━━━━━ Passage ━━━━━

That left the Wolves with a 17-21 record and in last place in the Northwest Division, 13.5 games behind Oklahoma City. The Wolves are in 10th place in the Western Conference, 2.5 games behind Houston for the eighth and final playoff spot.
The deficit feels more like 12.5 games and there is a good reason why.
If there was an Exhibit A for how wrong the Wolves' season has gone, it would be Love.
The two-time All-Star power forward broke his right hand while doing knuckle pushups at his home on Oct. 17, but managed to return early from the injury. The problem is it might have been too early. Love reinjured the hand on Jan. 3 at Denver and underwent surgery that will keep him out until sometime in March.
Before he hurt the hand again, Love had problems staying on the court, missing games after being poked in the eye, because of a thumb injury and an illness.
Love also did not help his cause by airing his frustrations with the Wolves to an NBA columnist from Yahoo! Sports. Love never did find his shooting touch during the 2012 portion of the season and now there appears a good chance the entire 2012-13 campaign will be a lost one for him.
While Love's season might best represent the Wolves' woes, he certainly isn't the only player to battle injuries. The Wolves ended a five-game losing streak on Saturday with a 92-79 victory over the slumping Rockets at Target Center, while having only nine players available.
Two of them - Chris Johnson and Mickael Gelabale - signed 10-day contracts on Saturday morning and then contributed a combined 26 points that night. There was a time when the Wolves were winning around 20 games a season when this might have been considered an amusing storyline for the franchise.
But there was nothing amusing about the 2012-13 Wolves having to rely on Johnson and Gelabale. It was just another reminder of how wrong things have gone.
It shouldn't come as a surprise that guard Brandon Roy's knees did not hold up after he attempted a comeback this season. Roy still hasn't given up hope of returning but the odds seem against him.
In this case, the Wolves took a gamble on a veteran and appear to have lost.
But coach Rick Adelman and David Kahn, the Wolves' president of basketball operations, likely thought that even if Roy did not make it through the season they still would be in fine shape.
They were wrong.
Center Nikola Pekovic, the Wolves' leading scorer and rebounder, suffered a badly bruised right quadriceps and rookie guard Alexey Shved twisted his ankle last Thursday against the Los Angeles Clippers. They will be back.

━━━━━ Extracted material ━━━━━

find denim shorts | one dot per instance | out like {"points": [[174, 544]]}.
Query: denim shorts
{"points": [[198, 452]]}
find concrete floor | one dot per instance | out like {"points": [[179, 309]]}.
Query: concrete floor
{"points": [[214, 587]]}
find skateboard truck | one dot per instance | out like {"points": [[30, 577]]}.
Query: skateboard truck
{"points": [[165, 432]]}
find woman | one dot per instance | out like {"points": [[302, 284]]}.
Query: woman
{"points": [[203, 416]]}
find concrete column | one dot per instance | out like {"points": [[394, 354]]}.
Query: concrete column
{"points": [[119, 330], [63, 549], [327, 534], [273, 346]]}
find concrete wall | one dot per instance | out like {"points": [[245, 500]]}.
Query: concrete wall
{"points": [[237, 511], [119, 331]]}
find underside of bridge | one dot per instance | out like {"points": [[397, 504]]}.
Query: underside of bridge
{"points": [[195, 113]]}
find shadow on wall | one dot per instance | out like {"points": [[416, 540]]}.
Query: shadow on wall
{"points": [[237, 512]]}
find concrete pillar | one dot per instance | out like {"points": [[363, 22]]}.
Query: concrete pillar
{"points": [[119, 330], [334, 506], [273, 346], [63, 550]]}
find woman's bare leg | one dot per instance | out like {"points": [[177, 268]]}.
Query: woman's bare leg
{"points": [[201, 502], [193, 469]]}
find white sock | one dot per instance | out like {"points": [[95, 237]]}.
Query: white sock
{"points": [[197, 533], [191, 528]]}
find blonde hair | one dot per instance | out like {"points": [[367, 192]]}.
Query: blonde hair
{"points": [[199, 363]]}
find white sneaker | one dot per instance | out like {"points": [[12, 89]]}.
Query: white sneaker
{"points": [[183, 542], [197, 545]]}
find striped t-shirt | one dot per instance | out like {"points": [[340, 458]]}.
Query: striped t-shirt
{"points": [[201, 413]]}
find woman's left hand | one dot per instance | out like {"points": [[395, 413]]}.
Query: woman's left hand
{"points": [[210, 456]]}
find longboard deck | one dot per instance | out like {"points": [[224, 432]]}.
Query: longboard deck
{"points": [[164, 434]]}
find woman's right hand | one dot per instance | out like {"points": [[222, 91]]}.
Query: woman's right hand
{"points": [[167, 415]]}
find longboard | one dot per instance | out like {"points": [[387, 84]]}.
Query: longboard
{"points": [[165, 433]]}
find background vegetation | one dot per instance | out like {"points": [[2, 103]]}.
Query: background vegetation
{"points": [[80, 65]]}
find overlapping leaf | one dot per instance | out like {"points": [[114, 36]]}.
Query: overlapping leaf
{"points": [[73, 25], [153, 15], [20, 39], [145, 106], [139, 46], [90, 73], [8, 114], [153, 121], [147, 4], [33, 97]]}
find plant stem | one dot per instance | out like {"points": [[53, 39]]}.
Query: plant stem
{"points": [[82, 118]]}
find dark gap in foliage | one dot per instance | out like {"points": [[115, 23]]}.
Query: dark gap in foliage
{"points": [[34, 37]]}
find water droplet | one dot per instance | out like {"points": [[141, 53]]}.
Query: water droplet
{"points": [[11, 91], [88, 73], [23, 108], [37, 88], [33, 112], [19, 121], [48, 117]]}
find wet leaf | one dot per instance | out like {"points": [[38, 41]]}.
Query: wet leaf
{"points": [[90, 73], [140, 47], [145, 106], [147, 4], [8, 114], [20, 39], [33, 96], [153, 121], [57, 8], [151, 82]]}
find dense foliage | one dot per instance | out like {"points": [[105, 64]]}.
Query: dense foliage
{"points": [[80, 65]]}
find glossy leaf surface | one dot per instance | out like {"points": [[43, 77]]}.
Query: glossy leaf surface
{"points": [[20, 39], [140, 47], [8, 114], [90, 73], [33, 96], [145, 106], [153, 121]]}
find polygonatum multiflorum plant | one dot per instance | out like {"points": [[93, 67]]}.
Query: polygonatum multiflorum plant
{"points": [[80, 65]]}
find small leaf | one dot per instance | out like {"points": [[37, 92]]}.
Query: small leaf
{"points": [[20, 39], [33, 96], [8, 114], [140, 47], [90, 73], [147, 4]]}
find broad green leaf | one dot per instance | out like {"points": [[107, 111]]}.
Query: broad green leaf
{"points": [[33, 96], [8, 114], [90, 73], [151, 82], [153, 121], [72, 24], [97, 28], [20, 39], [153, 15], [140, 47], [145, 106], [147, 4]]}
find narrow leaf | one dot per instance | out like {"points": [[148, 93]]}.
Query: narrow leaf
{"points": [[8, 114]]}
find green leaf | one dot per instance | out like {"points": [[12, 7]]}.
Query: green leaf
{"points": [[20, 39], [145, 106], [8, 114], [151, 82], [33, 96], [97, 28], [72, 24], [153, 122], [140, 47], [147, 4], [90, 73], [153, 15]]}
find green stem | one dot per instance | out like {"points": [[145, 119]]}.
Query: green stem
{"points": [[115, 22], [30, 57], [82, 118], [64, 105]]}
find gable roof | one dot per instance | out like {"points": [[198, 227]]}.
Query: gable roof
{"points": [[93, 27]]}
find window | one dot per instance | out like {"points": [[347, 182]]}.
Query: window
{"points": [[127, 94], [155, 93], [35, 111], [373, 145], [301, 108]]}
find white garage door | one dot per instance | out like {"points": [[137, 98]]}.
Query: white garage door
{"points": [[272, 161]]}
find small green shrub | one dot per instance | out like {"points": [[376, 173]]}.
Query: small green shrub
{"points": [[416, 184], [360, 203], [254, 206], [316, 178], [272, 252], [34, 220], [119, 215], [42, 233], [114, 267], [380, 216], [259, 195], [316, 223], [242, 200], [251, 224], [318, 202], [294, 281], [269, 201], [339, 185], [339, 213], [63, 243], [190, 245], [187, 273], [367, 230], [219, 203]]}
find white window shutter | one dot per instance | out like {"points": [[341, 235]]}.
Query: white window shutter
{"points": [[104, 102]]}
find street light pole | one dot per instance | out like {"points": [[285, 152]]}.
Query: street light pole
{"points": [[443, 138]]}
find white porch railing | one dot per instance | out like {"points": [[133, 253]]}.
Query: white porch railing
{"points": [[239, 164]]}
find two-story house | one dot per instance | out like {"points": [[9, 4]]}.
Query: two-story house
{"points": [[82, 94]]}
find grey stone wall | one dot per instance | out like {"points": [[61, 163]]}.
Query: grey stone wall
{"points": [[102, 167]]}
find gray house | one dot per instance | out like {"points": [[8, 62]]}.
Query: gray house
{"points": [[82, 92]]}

━━━━━

Pick up the article on the Wolves' troubled 2012-13 season right after its last sentence and continue it.

**Response to the task:**
Josh Howard (knee surgery) and Malcolm Lee (hip surgery) are lost for the season and Chase Budinger is in the midst of an absence that will last at least three months because of knee surgery he underwent in November.
This does not include the fact that Adelman has been away from the team for the past 15 days to be with his wife, Mary Kay, who has been hospitalized. The Wolves are 2-6 in that time under assistant coach Terry Porter.
Rubio also has had the misfortune of returning from reconstructive surgery on the anterior cruciate ligament in his left knee in the same season that Vikings running back Adrian Peterson nearly set the NFL single-season rushing record while coming back from the same injury.
Rubio, playing a very different sport, has not had the same quick success that Peterson had. In fairness, Rubio's slow progress is the norm; Peterson's success was anything but normal.
Regardless, it's the Wolves' luck that the Vikings superstar would raise expectations just as Rubio attempts to return. It also is the Wolves' luck that the NHL lockout has been resolved, the league will now have an exciting race-to-the-finish 48-game season and the Wild is off to a 2-0 start.
The assumption is that they will now miss the playoffs for the ninth season in a row. They stand to pay a price on many levels for doing so.
In early January, the franchise unveiled a ticket campaign that promised anyone who renewed their season tickets or bought a new one for next season would get a 10 percent discount if the team did not make the postseason. Love, Roy and Budinger already were injured at that point.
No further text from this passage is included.